Marketing these products to the correct target sectors is crucial to their success. We spoke to Sharon Kwek, Senior Beauty and Personal Care Innovation and Insight Analyst at Mintel on why brands have identified the teen and tween market as so significant and how they will be forging ahead with marketing efforts to gain appeal in 2017.
Increasingly, APAC brands are now focusing on creating sophisticated marketing campaigns that appeal to this specific target audience.
As 24-hour beauty demands become a growing trend, companies are encouraging the teen and tween market to invest in a selection of enhancing products that satisfy their cosmetics and beauty needs throughout the day.
New waves of communication
Sharon Kwek, Senior Beauty and Personal Care Innovation and Insight Analyst at Mintel emphasised how “millennials are a uniquely independent group of individuals” as “they have a set of their own views on things”, leading brands to rethink their promotional activities and marketing messages.
“While they may or may not necessarily have the spending capacity in comparison to the more mature group of consumers, brands target them now with the future in mind,” Kwek added.

> What needs to be done
Can you shorten the paragraph in the teen beauty marketing excerpt that begins "Sharon Kwek, Senior Beauty" while keeping its main facts?

> Information supplied
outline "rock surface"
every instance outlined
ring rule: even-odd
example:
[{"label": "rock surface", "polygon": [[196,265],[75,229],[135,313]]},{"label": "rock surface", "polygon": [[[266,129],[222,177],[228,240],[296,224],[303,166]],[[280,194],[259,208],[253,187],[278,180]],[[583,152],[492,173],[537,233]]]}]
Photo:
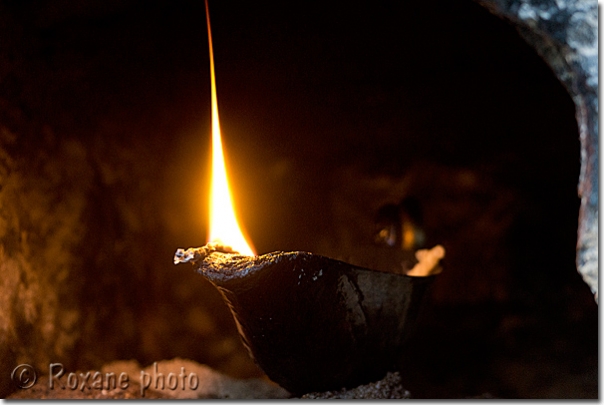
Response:
[{"label": "rock surface", "polygon": [[598,3],[479,0],[509,19],[572,96],[581,139],[577,268],[598,299]]}]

> Answer area
Sharon Kwek, Senior Beauty and Personal Care Innovation and Insight Analyst at Mintel, said millennials are "a uniquely independent group" with their own views, which is leading brands to rethink their promotions and marketing messages.